#### RECORDS
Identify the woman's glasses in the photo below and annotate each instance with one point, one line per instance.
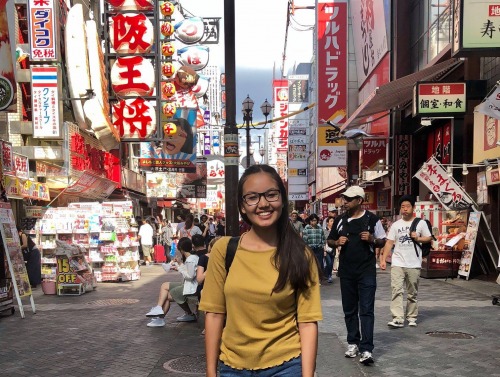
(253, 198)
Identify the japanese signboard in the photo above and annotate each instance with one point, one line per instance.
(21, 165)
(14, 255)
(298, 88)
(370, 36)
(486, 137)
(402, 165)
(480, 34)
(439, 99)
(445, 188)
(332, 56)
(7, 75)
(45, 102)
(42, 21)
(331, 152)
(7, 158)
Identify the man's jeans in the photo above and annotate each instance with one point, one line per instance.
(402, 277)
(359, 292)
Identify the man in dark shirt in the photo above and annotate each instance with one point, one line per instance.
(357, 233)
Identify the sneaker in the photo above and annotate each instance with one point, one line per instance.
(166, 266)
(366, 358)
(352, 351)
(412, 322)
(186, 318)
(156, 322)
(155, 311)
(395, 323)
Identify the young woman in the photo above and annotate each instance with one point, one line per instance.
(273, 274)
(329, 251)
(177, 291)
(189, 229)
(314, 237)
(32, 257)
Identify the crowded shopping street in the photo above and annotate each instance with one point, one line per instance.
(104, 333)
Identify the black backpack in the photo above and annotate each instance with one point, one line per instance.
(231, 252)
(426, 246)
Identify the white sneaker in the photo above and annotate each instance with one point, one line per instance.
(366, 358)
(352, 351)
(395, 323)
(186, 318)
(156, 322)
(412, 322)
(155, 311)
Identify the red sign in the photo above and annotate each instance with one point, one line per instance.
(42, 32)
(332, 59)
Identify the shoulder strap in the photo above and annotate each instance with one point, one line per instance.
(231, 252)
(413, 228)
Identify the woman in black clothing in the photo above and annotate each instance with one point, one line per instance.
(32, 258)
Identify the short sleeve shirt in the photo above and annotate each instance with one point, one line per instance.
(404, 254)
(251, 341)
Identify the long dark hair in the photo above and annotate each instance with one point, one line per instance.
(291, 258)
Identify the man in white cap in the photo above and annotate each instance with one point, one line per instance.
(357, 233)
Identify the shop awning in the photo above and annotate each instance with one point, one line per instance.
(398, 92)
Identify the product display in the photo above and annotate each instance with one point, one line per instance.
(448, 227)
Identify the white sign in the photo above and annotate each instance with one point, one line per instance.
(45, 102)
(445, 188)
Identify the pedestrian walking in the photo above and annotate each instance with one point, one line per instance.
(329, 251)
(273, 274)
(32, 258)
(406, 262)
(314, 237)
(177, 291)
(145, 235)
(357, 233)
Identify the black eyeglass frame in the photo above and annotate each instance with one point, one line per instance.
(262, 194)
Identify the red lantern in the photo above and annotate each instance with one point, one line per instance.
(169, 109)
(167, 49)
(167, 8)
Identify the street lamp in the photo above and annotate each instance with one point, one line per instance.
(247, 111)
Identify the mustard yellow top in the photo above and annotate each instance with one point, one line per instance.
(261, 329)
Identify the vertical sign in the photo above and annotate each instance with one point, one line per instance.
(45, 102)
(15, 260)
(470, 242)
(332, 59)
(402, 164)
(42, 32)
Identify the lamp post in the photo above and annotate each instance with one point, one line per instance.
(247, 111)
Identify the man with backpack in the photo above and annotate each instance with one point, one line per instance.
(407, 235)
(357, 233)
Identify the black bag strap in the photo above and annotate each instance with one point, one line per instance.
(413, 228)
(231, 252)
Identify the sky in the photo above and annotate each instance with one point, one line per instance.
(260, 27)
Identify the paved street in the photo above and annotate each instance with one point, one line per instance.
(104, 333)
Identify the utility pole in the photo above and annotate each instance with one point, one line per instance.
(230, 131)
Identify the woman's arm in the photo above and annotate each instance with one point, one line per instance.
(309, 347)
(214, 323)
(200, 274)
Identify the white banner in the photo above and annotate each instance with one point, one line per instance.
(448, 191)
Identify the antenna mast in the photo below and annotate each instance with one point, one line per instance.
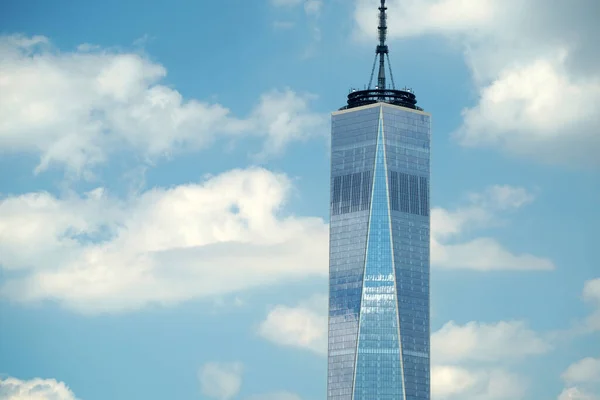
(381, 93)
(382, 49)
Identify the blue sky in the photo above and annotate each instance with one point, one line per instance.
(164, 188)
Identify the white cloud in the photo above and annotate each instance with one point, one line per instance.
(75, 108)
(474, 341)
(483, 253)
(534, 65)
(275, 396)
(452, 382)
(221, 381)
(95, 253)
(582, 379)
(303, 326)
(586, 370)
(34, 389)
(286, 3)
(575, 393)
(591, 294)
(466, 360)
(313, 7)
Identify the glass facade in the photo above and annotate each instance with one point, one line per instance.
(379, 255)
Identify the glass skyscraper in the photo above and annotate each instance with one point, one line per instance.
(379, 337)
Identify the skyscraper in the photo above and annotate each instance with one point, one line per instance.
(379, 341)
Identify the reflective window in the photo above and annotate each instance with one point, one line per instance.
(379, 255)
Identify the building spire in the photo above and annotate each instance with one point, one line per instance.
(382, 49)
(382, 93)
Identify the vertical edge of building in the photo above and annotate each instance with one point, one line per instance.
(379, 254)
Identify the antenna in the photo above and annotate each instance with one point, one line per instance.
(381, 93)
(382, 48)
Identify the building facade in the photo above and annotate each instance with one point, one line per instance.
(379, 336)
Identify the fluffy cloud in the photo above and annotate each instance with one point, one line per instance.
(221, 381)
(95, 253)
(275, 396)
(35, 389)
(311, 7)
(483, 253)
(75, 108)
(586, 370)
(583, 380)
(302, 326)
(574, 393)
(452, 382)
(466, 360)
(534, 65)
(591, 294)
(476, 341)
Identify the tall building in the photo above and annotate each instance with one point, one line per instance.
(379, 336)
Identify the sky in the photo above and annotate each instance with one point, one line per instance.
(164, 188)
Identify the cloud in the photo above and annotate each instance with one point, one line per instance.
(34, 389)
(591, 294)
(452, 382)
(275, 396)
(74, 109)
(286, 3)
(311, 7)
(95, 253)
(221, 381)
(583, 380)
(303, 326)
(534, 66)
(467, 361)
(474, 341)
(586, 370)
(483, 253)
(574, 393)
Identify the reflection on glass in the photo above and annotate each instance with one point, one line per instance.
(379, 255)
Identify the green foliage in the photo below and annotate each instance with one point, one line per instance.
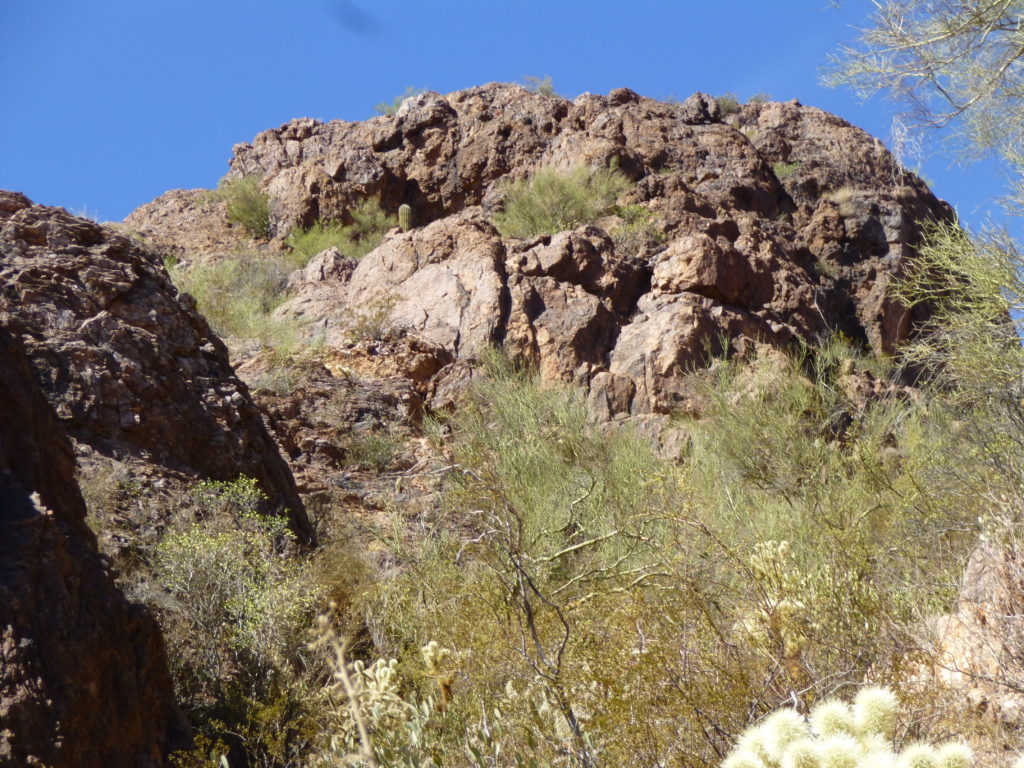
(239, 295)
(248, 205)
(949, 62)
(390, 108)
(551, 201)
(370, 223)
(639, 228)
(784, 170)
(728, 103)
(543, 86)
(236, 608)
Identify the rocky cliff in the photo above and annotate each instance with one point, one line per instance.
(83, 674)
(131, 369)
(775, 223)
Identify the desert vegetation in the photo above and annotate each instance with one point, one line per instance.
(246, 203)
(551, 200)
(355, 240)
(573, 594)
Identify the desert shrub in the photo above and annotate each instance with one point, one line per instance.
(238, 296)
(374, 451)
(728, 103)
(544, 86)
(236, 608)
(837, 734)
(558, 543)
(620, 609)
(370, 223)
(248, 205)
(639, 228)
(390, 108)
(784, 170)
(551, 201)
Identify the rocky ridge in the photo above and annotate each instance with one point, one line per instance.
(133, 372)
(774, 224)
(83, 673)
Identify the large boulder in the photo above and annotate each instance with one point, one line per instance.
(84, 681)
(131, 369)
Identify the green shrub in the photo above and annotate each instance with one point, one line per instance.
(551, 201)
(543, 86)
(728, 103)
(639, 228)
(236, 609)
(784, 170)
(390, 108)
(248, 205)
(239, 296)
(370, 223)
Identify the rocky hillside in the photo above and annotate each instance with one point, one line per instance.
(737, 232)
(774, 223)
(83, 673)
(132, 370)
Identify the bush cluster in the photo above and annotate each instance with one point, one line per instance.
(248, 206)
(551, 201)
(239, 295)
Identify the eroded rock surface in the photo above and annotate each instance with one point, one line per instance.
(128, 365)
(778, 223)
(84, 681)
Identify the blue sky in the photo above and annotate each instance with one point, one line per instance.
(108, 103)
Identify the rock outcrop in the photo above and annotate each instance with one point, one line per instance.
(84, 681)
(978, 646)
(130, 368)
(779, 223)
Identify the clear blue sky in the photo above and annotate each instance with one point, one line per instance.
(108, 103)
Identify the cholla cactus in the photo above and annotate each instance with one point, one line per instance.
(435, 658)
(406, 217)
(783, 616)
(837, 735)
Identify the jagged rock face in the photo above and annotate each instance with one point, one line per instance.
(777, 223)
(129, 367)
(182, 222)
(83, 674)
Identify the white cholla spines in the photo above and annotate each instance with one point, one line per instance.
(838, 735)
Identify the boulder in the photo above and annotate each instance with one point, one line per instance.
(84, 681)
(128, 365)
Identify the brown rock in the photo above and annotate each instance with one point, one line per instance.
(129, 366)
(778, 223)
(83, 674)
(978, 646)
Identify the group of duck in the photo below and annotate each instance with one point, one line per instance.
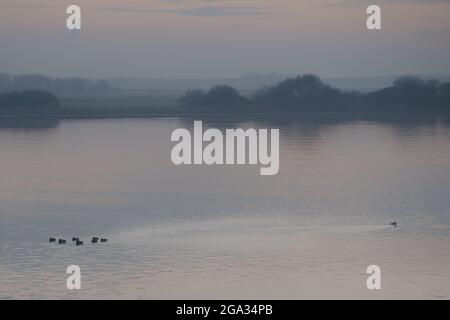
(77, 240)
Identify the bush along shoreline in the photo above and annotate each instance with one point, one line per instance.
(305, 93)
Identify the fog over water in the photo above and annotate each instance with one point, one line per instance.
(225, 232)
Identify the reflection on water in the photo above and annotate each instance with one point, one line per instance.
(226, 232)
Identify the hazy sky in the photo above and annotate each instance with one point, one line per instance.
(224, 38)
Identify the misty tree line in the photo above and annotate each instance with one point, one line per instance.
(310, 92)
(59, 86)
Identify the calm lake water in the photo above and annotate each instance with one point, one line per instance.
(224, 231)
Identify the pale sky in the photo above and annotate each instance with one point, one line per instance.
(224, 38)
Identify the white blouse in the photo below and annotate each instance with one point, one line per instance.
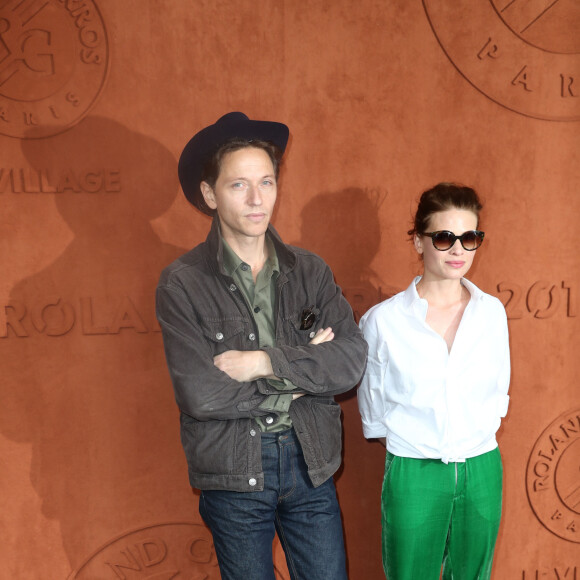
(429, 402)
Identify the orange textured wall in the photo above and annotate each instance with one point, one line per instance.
########
# [WHAT YOU WILL DO]
Your reply should hold exactly the lines from the line containing "Identify the white blouse" through the final line of the listing, and none of the pictures.

# [ANSWER BOX]
Identify the white blouse in the photo below and annotate each instance with one point, one line per instance.
(429, 402)
Identify the orange textured wall in the photo above and annotate each instance with one point, one line per instance.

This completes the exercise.